DATA PROVIDED:

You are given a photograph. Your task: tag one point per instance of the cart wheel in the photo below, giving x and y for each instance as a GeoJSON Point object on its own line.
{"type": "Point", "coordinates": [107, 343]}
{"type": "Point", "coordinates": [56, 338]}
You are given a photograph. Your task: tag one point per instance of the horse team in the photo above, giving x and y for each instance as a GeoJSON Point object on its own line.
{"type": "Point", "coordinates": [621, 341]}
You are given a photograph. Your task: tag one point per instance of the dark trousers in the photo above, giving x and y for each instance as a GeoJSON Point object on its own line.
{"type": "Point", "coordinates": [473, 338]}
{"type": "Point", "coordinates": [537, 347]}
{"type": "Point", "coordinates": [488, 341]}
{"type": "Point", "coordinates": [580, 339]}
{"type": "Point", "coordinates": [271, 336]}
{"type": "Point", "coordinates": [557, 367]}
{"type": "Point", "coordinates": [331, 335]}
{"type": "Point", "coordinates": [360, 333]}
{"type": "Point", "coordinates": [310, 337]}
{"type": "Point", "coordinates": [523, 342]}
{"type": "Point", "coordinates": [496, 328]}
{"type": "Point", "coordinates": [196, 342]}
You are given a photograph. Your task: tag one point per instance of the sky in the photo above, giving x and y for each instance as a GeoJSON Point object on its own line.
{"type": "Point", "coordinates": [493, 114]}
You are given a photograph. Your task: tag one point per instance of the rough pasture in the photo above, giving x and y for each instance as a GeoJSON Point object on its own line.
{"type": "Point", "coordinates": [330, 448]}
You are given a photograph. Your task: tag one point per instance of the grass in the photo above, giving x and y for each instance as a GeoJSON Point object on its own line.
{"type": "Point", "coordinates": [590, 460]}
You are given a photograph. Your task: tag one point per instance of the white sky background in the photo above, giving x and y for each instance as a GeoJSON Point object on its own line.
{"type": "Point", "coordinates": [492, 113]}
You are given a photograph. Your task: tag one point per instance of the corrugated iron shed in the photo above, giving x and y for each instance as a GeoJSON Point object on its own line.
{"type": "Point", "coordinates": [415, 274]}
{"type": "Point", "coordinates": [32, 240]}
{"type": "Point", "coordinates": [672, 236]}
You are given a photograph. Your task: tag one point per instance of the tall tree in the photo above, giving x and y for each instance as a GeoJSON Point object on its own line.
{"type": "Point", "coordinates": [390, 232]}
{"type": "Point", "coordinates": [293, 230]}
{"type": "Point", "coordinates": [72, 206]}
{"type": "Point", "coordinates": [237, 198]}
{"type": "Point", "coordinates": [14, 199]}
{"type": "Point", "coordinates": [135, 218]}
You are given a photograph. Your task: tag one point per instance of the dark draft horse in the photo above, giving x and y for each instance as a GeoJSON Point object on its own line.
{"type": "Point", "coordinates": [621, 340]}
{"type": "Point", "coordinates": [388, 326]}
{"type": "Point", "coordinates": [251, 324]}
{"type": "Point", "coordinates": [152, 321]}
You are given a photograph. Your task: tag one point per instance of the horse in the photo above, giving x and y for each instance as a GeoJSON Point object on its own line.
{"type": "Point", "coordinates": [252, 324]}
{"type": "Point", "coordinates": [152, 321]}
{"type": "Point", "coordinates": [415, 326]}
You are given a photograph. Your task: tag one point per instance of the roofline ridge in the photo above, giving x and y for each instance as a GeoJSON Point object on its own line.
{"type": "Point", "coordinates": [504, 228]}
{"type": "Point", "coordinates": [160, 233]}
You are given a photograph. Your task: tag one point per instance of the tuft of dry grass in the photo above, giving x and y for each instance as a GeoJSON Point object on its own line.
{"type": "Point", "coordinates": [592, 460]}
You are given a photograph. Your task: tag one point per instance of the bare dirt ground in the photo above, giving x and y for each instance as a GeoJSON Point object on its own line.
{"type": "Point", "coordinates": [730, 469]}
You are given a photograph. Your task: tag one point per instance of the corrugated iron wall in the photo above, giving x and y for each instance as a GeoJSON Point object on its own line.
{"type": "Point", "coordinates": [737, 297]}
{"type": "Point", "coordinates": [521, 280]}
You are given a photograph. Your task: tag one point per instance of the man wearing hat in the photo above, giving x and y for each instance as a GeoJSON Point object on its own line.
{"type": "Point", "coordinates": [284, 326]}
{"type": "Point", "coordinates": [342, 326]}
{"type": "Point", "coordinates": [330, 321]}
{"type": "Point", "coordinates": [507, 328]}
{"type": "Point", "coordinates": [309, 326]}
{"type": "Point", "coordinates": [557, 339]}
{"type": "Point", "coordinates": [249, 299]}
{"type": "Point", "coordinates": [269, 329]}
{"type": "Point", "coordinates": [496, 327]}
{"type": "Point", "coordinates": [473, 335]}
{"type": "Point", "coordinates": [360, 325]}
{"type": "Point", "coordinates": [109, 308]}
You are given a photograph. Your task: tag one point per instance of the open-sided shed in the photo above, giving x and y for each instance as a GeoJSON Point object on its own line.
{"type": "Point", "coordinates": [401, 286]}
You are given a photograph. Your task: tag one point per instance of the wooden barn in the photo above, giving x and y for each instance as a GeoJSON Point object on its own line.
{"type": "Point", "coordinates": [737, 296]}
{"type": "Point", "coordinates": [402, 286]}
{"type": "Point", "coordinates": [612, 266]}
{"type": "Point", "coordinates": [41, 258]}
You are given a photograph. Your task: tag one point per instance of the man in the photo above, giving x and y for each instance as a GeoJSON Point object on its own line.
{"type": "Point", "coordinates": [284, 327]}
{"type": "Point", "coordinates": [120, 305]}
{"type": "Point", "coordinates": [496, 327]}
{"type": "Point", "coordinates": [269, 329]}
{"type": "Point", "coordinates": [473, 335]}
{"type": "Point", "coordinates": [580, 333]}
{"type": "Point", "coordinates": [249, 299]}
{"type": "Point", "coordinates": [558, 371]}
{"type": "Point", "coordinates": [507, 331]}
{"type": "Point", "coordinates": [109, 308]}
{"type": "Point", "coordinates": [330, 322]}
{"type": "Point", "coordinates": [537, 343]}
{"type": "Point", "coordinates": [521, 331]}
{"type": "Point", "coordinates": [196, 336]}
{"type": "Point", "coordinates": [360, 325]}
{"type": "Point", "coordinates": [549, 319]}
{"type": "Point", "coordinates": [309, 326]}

TASK STATEMENT: An exact copy of every record above is required.

ANSWER TO THIS PROBLEM:
You are given a photograph. Your task: tag one point per instance of the cart wheel in the photo below, giving x and y for each instance as a GeoJSON Point object on its own line.
{"type": "Point", "coordinates": [107, 343]}
{"type": "Point", "coordinates": [56, 338]}
You are given a photograph. Your task: tag one point per instance of the horse team in the photo above, giving x and y for each instance as a GeoJSON Point object on its own line.
{"type": "Point", "coordinates": [621, 341]}
You are given a photograph. Your task: tag one point per instance of the dark trousers in the photo above, giving x and y for each instance as a GeoJSON Point object on its own line.
{"type": "Point", "coordinates": [473, 338]}
{"type": "Point", "coordinates": [537, 347]}
{"type": "Point", "coordinates": [488, 341]}
{"type": "Point", "coordinates": [580, 339]}
{"type": "Point", "coordinates": [271, 336]}
{"type": "Point", "coordinates": [557, 367]}
{"type": "Point", "coordinates": [331, 335]}
{"type": "Point", "coordinates": [360, 333]}
{"type": "Point", "coordinates": [310, 337]}
{"type": "Point", "coordinates": [523, 342]}
{"type": "Point", "coordinates": [496, 328]}
{"type": "Point", "coordinates": [196, 342]}
You are given a photograph. Your task: tag one point per instance of the sky in the photo above, giving x and y for each instance as a GeoJSON Point object on its own line.
{"type": "Point", "coordinates": [493, 114]}
You are given a photograph. Your task: tag one point per instance of the rough pasture in the photo above, giving x and y for each instance as a GeoJSON Point object on its own line.
{"type": "Point", "coordinates": [330, 448]}
You are given a photograph. Your task: tag one point per instance of the grass in the photo above, giving x and y for each instance as a GeoJSON Point object on its own line.
{"type": "Point", "coordinates": [590, 460]}
You are given a photograph. Your task: tag one point per instance of the white sky background in the photo above, giving x and y for each instance as a GeoJSON Point object on its own line.
{"type": "Point", "coordinates": [492, 113]}
You are given a photograph. Your task: tag one point per instance of the corrugated iron shed in the photo above, giving x and y for each instance as a GeoJSON Point object on its own line.
{"type": "Point", "coordinates": [415, 274]}
{"type": "Point", "coordinates": [32, 240]}
{"type": "Point", "coordinates": [672, 236]}
You are given a photograph. Your task: tag one point per instance of the tall tree in the photo above, giving x and y for each instance as a GeoJSON Point object on its own line.
{"type": "Point", "coordinates": [390, 232]}
{"type": "Point", "coordinates": [293, 230]}
{"type": "Point", "coordinates": [72, 206]}
{"type": "Point", "coordinates": [237, 198]}
{"type": "Point", "coordinates": [14, 199]}
{"type": "Point", "coordinates": [135, 218]}
You are given a photograph. Your task: tag one point per instance of the dark draft horse in the photo above, giving x and y for each instance as a GeoJSON Point object on its own line.
{"type": "Point", "coordinates": [621, 340]}
{"type": "Point", "coordinates": [388, 326]}
{"type": "Point", "coordinates": [251, 324]}
{"type": "Point", "coordinates": [152, 321]}
You are given a photograph. Your task: tag one point per instance of the horse in the photo above, giving x and y for each instance as a GeoJSON Point object on its own line.
{"type": "Point", "coordinates": [252, 324]}
{"type": "Point", "coordinates": [152, 321]}
{"type": "Point", "coordinates": [415, 326]}
You are given a photograph. Your task: tag one point per instance of the roofline ridge in the photo above, giving x and y for each instance as a GeoJSON Point object on its own line.
{"type": "Point", "coordinates": [504, 228]}
{"type": "Point", "coordinates": [160, 233]}
You are given a photograph. Your task: tag one point per instance of the tuft of dry grass in the photo above, giving x and y for each instance as a GeoJSON Point object on its own line.
{"type": "Point", "coordinates": [592, 460]}
You are given a photograph. Your task: tag one point per instance of the bare dirt ground in the photo above, giving x and y for each instance as a GeoJSON Point object on its own line.
{"type": "Point", "coordinates": [730, 469]}
You are given a photograph. Your task: tag one point per instance of the corrugated iron wall in the photo above, giving x and y for each instance as a GeoJSON Point object on its own line.
{"type": "Point", "coordinates": [737, 297]}
{"type": "Point", "coordinates": [521, 280]}
You are given a photograph. Your task: tag one point per instance of the man wearing hat in the photo above, giving x and y for each instance as a GeoJSON Point object on its own line.
{"type": "Point", "coordinates": [284, 326]}
{"type": "Point", "coordinates": [342, 326]}
{"type": "Point", "coordinates": [330, 321]}
{"type": "Point", "coordinates": [507, 328]}
{"type": "Point", "coordinates": [309, 326]}
{"type": "Point", "coordinates": [557, 339]}
{"type": "Point", "coordinates": [249, 299]}
{"type": "Point", "coordinates": [269, 329]}
{"type": "Point", "coordinates": [496, 327]}
{"type": "Point", "coordinates": [473, 335]}
{"type": "Point", "coordinates": [360, 325]}
{"type": "Point", "coordinates": [109, 308]}
You are given a photograph. Your task: tag one point per instance of the open-sided shed in the photo above, giving x and y for each instance as a GeoJSON Point object on its own line.
{"type": "Point", "coordinates": [401, 286]}
You are given a photograph. Your task: tag one point per instance of the wooden barn in the photo above, giving x and y for each instance as a GeoJSON Point object on its own line.
{"type": "Point", "coordinates": [737, 296]}
{"type": "Point", "coordinates": [402, 286]}
{"type": "Point", "coordinates": [612, 266]}
{"type": "Point", "coordinates": [41, 258]}
You are given a photograph. Your task: tag one point per instance of the man in the photo above, giving x and y for each instance as a GeoJSON Point object on its own line.
{"type": "Point", "coordinates": [284, 327]}
{"type": "Point", "coordinates": [120, 305]}
{"type": "Point", "coordinates": [496, 327]}
{"type": "Point", "coordinates": [269, 329]}
{"type": "Point", "coordinates": [473, 335]}
{"type": "Point", "coordinates": [580, 333]}
{"type": "Point", "coordinates": [249, 299]}
{"type": "Point", "coordinates": [558, 371]}
{"type": "Point", "coordinates": [507, 331]}
{"type": "Point", "coordinates": [109, 308]}
{"type": "Point", "coordinates": [330, 322]}
{"type": "Point", "coordinates": [537, 343]}
{"type": "Point", "coordinates": [521, 331]}
{"type": "Point", "coordinates": [196, 336]}
{"type": "Point", "coordinates": [360, 325]}
{"type": "Point", "coordinates": [549, 319]}
{"type": "Point", "coordinates": [309, 326]}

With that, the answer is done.